> WHAT YOU WILL DO
Omit the pictures and copy the entries exactly.

Natural-language object grounding data
=== Section Start ===
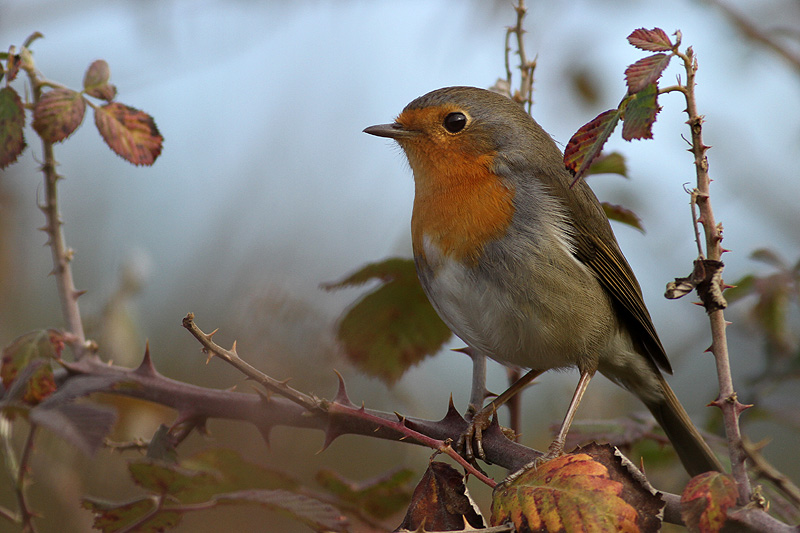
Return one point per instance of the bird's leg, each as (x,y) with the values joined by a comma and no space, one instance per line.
(481,420)
(479,392)
(556,448)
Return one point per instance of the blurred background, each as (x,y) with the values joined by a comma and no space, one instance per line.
(267,187)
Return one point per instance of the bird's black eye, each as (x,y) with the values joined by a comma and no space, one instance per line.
(455,122)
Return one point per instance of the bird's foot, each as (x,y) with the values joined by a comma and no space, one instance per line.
(470,443)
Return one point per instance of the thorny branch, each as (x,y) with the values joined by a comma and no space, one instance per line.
(727,399)
(62,255)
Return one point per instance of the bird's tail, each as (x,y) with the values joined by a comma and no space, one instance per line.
(693,451)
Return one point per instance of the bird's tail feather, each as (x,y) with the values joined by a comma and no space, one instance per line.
(692,449)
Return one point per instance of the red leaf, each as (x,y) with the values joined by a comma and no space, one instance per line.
(95,81)
(43,345)
(641,109)
(705,501)
(131,133)
(645,71)
(12,65)
(655,40)
(57,114)
(12,122)
(587,143)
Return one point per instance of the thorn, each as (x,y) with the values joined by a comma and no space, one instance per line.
(146,367)
(341,394)
(465,350)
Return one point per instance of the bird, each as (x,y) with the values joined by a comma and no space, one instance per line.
(522,264)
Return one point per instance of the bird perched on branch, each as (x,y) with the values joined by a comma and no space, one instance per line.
(523,267)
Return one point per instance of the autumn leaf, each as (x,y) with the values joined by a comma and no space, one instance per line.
(12,64)
(130,133)
(58,114)
(587,143)
(655,40)
(613,163)
(645,71)
(640,114)
(12,122)
(705,501)
(95,81)
(41,345)
(441,503)
(393,326)
(568,493)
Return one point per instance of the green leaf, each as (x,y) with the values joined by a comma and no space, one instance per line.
(205,474)
(706,499)
(85,426)
(393,326)
(622,214)
(640,114)
(613,163)
(32,37)
(130,133)
(42,345)
(741,288)
(12,122)
(207,480)
(770,257)
(381,497)
(587,143)
(317,515)
(58,113)
(645,71)
(655,40)
(111,517)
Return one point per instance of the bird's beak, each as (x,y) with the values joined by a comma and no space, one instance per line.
(392,131)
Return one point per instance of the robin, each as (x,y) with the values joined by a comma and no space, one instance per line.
(523,266)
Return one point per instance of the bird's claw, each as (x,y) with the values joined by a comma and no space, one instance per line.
(470,443)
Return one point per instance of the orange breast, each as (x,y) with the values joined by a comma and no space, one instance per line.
(459,204)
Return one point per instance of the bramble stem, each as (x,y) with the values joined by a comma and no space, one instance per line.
(727,400)
(62,255)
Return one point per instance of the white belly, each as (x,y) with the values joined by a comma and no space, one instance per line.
(532,318)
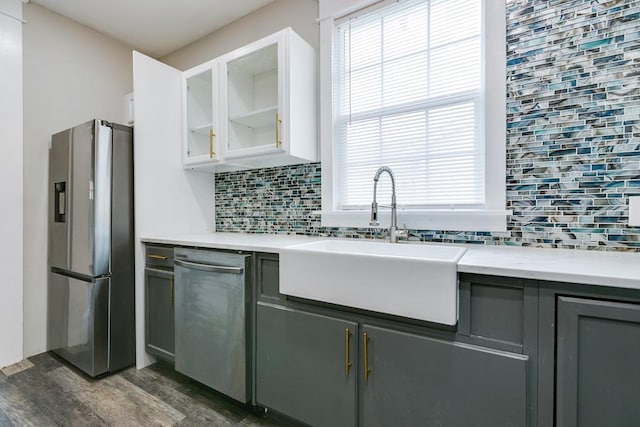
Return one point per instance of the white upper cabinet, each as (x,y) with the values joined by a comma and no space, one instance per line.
=== Section End ===
> EXERCISE OUTPUT
Return one point per instance of the bird's leg, each as (x,y) with the values joined by a comma and no space, one instance per line.
(481,420)
(479,392)
(556,448)
Return one point per instance of the blurred background, each as (x,y) with the values joined by a comma and no space, one instance per line.
(267,187)
Return one point per instance of the bird's black eye, each as (x,y) with the values joined by a comma and no space, one instance per line.
(455,122)
Return one point per instance of the bird's foot, each as (x,y) with the values joined by a comma and no space, one instance per line.
(470,443)
Return one point per instance of the thorny branch, each as (x,y) with the values joined by a comma and no space, one instance per line.
(727,399)
(62,255)
Return one point per instance of the bird's tail, each as (x,y) with the values joined by a comma and no space, one instance per line.
(693,451)
Return one point per instance of the bird's tail feather, each as (x,y) with the values joined by a comma and no space, one instance per line.
(692,449)
Return one point per instance of the red leaf, each as (x,y) with the values joined by a comma and no space, one instance per line.
(95,81)
(43,345)
(641,109)
(705,501)
(131,133)
(645,71)
(12,65)
(655,40)
(57,114)
(12,122)
(587,143)
Return one point per instance of the thorn, each as (x,y) with the values joined by a comma and no space, one instance per line.
(146,367)
(341,394)
(465,350)
Return one point per instance of the bird, each as (x,y) with the values joined by a comma and no space, one instance per line.
(522,264)
Return one point per instance of the bird perched on branch, each as (x,y) with the values joined by a comma and no space, one instance per line.
(523,267)
Return one point per instance of the autumn leaf, each as (x,y) with the values joined by a comma and no space, one instance per line.
(12,64)
(130,133)
(58,114)
(587,143)
(655,40)
(613,163)
(645,71)
(640,114)
(12,122)
(705,501)
(95,81)
(41,345)
(441,503)
(393,326)
(568,493)
Return one point per instance of the green leaf, each as (x,y) with the values joined by a comma and no space, one instance per line.
(205,474)
(706,499)
(85,426)
(393,326)
(622,214)
(640,114)
(613,163)
(32,37)
(130,133)
(42,345)
(741,288)
(12,122)
(207,480)
(770,257)
(381,497)
(587,143)
(317,515)
(58,113)
(645,71)
(655,40)
(111,517)
Return one point per instance of the bird's beak, each as (x,y) with the values joined by a comma and no space, one instance per line.
(392,131)
Return one point per instance of the robin, each as (x,y) with the values joined by a comma and no space, one instance per line.
(523,266)
Return one point per instance of the bird's claw, each as (x,y) with the values joined by a comma and no space, one instance per line.
(470,443)
Return one point per instance of the orange breast, each as (x,y) with the values joined by a comma and no space, one instance per line.
(459,204)
Return one point per instance of the bramble stem, each as (x,y) with the values joined by a comma and no space, one instance per line.
(727,400)
(62,255)
Return one point per instance of the white belly, each as (x,y) with the values joined by a comma and no space, one instance per line.
(532,318)
Return one point per instance of the white upper cabinet, each as (x,y) with the values joined by a comma and no space, one instance per line.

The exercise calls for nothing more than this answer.